▶ TEXTAUSZUG:
Die Bundesregierung muss Finanzlöcher im Haushalt stopfen und will dazu unter anderem die Subventionierung von Agrardiesel abbauen. Bei Ökonomen stößt der Kurs der Ampel-Koalition auf offene Ohren, wie eine Anhörung im Finanzausschuss am Montag zeigte. Allerdings gab es auch kritische Stimmen zu den "Dieselplänen".
Die Bundesregierung hatte letzte Woche ein Sparpaket auf den Weg gebracht, darunter auch die umstrittenen Subventionskürzungen für Landwirte. Die Steuerbegünstigung beim Agrardiesel soll danach schrittweise abgebaut werden. Zunächst hatte die Regierung eine sofortige Streichung der Subventionen angedacht, nach Protesten aber nachgebessert. Der strikten Sparpolitik vorausgegangen war eine Entscheidung des BVerfG zum Nachtragshaushalt 2021.

▶ EXTRAHIERTE ZEILEN:
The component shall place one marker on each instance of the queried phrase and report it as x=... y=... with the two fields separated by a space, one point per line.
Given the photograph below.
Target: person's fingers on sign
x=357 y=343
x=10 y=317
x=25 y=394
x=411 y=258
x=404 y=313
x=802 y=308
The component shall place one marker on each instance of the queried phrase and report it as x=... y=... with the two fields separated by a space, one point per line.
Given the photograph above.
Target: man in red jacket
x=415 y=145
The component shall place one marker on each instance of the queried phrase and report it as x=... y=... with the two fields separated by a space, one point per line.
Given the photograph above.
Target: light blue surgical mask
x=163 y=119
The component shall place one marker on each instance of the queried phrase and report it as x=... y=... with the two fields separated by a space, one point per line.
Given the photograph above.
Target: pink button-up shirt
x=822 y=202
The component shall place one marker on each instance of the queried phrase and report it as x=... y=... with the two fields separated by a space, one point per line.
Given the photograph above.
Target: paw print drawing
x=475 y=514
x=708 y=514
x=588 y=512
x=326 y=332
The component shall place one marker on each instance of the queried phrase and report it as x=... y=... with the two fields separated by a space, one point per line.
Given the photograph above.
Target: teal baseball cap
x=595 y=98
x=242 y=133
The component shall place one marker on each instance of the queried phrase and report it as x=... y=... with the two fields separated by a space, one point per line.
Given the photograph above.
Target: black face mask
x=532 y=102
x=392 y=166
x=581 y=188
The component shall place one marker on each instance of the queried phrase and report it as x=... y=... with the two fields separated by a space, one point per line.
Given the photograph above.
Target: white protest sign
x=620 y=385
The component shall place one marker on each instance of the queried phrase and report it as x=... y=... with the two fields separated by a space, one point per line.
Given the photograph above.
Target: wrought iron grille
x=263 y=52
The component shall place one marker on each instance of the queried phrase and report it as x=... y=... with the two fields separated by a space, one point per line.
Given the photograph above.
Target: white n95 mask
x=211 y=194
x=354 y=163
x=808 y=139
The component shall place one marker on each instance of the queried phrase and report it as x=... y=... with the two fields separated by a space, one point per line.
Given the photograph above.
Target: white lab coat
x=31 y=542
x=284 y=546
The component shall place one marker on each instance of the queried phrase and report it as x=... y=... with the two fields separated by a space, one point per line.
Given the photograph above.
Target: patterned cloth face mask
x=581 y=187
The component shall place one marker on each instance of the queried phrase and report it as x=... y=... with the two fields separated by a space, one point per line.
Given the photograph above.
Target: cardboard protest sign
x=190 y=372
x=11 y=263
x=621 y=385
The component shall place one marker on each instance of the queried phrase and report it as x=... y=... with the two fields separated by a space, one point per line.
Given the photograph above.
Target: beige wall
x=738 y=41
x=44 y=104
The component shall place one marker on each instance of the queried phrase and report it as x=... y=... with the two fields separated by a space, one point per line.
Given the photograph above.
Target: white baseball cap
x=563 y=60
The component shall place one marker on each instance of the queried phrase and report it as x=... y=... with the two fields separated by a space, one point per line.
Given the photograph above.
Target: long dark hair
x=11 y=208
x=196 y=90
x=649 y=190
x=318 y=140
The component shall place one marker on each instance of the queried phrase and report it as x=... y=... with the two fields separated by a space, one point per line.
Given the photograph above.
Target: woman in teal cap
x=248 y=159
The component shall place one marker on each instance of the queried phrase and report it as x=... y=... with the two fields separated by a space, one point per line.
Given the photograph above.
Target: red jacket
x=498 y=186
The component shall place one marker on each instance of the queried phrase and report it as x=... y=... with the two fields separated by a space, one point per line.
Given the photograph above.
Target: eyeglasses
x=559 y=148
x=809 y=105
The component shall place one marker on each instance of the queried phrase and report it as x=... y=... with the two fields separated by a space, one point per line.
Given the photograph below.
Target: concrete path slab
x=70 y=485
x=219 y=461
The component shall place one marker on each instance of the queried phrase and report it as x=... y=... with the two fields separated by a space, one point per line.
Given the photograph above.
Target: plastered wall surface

▶ ZIEL DER AUFGABE:
Was hatte die Bundesregierung laut dem Textauszug beim Agrardiesel zunächst angedacht, bevor sie nach Protesten nachbesserte?

▶ ANTWORT:
Eine sofortige Streichung der Subventionen.